▶ **WRITTEN TASK**: Write out everything from the line containing "Target: rosette of leaves" down to the line containing "x=192 y=473", both lines included, with no changes to the entries. Leave the pictures out of your answer.

▶ **RECORDS SHOWN**:

........

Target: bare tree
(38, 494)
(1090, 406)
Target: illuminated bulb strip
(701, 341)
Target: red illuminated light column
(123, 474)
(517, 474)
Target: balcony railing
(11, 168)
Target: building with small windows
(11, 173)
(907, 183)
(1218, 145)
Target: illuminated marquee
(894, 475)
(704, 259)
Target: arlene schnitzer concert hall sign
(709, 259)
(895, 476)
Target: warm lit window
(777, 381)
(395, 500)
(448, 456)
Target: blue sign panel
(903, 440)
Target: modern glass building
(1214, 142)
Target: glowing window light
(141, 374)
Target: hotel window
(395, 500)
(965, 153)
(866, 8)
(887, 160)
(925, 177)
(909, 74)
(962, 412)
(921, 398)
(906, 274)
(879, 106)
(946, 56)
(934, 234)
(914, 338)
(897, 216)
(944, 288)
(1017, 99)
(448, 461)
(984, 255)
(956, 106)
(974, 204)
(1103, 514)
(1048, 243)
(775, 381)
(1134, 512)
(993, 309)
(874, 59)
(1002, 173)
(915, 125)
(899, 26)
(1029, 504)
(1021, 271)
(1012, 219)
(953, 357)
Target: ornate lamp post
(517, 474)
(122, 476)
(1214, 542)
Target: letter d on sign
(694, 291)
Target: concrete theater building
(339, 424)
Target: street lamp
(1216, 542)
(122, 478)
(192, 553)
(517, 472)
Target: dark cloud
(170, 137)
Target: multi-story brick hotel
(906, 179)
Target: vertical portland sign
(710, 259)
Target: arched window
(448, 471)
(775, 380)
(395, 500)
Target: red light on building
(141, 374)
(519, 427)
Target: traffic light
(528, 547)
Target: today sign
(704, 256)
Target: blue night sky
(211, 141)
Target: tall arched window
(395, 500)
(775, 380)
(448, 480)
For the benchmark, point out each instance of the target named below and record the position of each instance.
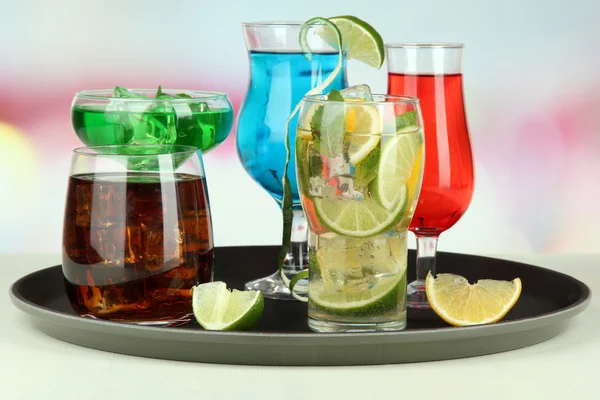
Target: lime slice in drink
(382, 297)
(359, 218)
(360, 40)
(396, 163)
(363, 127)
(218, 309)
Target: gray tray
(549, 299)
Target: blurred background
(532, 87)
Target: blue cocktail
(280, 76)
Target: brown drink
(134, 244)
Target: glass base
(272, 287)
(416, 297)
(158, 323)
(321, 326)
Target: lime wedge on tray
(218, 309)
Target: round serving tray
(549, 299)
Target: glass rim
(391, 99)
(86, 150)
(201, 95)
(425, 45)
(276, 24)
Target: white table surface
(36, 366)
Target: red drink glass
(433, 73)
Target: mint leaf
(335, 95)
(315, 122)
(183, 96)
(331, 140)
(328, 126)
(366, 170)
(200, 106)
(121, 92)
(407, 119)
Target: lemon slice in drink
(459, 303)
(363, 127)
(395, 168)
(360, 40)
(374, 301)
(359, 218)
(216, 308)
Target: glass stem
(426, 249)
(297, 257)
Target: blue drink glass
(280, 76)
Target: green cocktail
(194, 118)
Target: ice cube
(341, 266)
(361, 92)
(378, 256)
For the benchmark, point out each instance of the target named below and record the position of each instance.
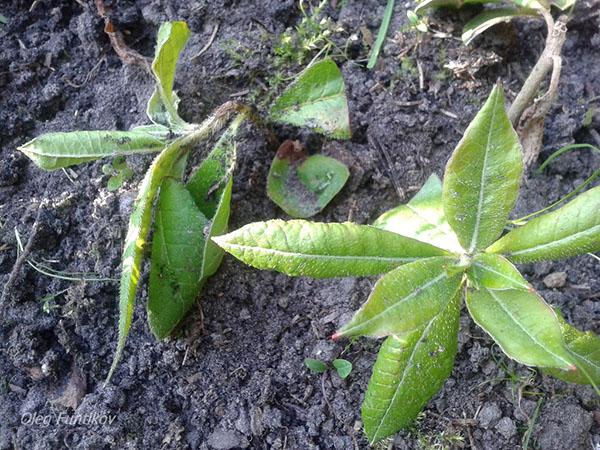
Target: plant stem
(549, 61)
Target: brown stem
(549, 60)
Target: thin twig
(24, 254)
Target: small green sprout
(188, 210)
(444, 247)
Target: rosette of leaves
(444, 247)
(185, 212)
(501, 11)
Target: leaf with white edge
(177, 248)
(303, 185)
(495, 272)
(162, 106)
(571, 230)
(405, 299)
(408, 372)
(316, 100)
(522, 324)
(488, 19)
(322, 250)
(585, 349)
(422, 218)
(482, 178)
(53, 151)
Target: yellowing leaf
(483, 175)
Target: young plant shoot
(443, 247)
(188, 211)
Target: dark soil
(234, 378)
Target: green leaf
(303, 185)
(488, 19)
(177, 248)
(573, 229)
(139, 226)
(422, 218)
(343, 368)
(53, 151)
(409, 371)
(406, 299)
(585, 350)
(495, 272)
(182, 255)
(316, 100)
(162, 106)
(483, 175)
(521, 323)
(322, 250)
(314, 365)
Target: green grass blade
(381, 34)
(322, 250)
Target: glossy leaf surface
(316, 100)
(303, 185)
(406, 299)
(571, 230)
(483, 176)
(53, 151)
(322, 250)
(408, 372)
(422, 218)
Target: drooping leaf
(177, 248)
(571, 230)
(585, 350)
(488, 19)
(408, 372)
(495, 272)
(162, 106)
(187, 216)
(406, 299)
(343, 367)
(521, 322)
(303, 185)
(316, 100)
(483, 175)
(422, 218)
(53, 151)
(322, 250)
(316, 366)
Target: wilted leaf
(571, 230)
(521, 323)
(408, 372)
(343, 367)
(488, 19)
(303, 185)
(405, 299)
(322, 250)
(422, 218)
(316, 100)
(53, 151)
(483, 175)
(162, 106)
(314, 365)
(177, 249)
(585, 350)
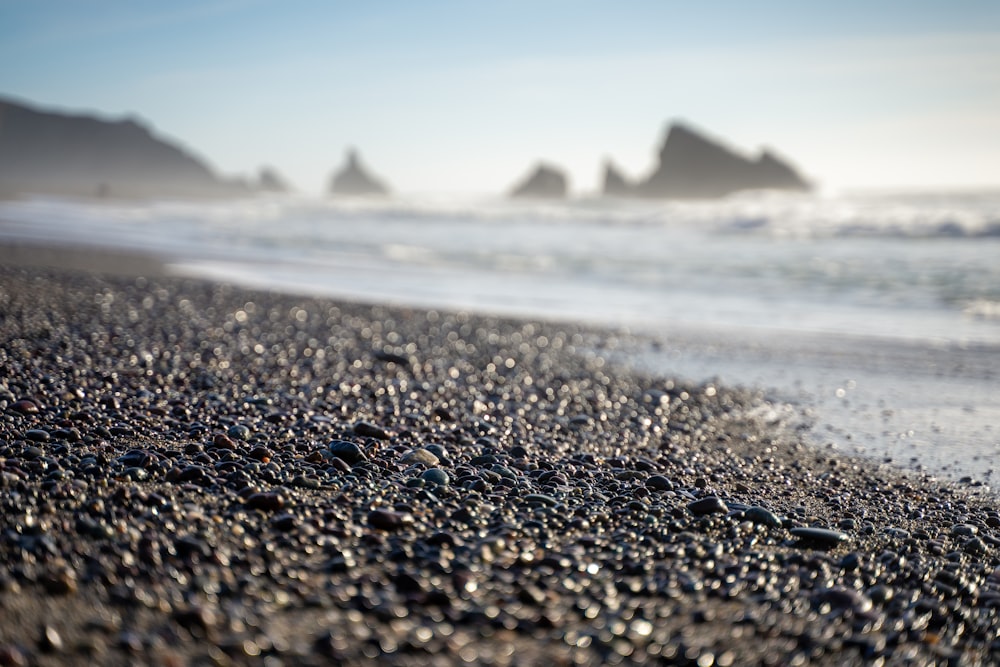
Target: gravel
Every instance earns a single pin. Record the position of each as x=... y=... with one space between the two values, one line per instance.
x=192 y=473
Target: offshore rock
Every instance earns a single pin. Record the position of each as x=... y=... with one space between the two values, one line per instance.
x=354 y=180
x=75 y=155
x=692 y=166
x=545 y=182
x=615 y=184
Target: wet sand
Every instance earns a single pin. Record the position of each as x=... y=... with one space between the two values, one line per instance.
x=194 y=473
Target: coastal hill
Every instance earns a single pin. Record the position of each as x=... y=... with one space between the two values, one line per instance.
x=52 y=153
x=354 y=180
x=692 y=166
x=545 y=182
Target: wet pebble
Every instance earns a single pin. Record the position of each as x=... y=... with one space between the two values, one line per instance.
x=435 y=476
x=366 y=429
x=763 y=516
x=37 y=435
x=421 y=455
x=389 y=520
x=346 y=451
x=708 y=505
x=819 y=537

........

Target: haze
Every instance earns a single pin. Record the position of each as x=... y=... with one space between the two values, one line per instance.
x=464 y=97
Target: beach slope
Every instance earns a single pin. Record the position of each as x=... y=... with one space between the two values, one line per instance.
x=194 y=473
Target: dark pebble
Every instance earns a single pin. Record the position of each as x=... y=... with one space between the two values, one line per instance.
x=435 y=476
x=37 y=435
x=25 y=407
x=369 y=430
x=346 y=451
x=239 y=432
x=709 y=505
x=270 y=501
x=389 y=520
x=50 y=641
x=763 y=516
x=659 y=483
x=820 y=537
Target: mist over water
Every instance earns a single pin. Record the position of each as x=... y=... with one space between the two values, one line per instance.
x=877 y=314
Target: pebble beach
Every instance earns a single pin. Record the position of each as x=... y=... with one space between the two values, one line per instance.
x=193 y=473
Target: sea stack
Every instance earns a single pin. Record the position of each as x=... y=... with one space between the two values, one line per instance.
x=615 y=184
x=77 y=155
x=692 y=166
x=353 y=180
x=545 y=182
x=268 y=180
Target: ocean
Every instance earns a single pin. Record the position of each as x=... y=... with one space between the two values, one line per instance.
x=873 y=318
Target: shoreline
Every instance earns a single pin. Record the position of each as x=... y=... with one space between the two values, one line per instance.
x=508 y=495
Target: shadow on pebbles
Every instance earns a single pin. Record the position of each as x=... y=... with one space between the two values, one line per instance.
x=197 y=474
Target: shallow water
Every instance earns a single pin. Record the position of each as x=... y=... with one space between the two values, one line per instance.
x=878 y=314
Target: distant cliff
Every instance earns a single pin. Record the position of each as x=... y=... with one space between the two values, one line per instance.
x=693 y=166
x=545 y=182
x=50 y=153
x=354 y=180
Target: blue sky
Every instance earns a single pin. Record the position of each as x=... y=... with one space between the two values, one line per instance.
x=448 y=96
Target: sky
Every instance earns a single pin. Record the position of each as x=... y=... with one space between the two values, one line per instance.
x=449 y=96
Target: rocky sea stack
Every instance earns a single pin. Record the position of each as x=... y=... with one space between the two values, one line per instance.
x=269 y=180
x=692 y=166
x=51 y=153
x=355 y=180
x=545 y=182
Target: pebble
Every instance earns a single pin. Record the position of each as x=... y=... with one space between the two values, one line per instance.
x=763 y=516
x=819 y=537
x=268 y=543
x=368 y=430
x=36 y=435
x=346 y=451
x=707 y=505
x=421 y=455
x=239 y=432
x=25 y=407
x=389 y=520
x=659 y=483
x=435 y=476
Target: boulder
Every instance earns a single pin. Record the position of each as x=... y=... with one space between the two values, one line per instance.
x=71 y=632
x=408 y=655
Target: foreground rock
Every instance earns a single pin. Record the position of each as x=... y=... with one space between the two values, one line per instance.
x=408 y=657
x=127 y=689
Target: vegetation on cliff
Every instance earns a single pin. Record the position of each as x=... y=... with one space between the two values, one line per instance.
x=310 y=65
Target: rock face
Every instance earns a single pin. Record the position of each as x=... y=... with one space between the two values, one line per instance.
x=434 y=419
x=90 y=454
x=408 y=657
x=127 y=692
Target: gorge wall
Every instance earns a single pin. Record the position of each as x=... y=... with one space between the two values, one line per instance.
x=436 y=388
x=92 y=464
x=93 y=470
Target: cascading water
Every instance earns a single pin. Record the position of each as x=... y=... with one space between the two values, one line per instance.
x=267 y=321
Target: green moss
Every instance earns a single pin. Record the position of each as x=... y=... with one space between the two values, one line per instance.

........

▶ **REPLY TO THE TASK**:
Target: rosette of leaves
(444, 247)
(185, 212)
(501, 11)
Target: leaf with white edge
(177, 248)
(303, 185)
(495, 272)
(162, 106)
(571, 230)
(405, 299)
(408, 372)
(316, 100)
(522, 324)
(488, 19)
(322, 250)
(585, 349)
(422, 218)
(482, 178)
(53, 151)
Target: yellowing leaf
(483, 175)
Target: young plant shoot
(443, 247)
(188, 211)
Target: dark soil
(234, 378)
Target: green leaf
(303, 185)
(488, 19)
(177, 248)
(573, 229)
(139, 226)
(422, 218)
(343, 368)
(53, 151)
(409, 371)
(406, 299)
(585, 350)
(495, 272)
(182, 255)
(316, 100)
(162, 106)
(483, 175)
(521, 323)
(322, 250)
(314, 365)
Target: green grass blade
(381, 34)
(322, 250)
Target: glossy leaf surface
(316, 100)
(303, 185)
(406, 299)
(571, 230)
(483, 176)
(53, 151)
(322, 250)
(408, 372)
(422, 218)
Target: drooping leaf
(177, 248)
(571, 230)
(585, 350)
(488, 19)
(408, 372)
(495, 272)
(162, 106)
(187, 216)
(406, 299)
(343, 367)
(521, 322)
(303, 185)
(316, 100)
(483, 175)
(422, 218)
(53, 151)
(322, 250)
(316, 366)
Target: wilted leaf
(571, 230)
(521, 323)
(408, 372)
(343, 367)
(488, 19)
(303, 185)
(405, 299)
(322, 250)
(422, 218)
(316, 100)
(53, 151)
(483, 175)
(162, 106)
(314, 365)
(177, 249)
(585, 350)
Target: gravel
Every instance earns a single pin. Record the position of each as x=... y=... with one space between the two values, one line per instance.
x=192 y=473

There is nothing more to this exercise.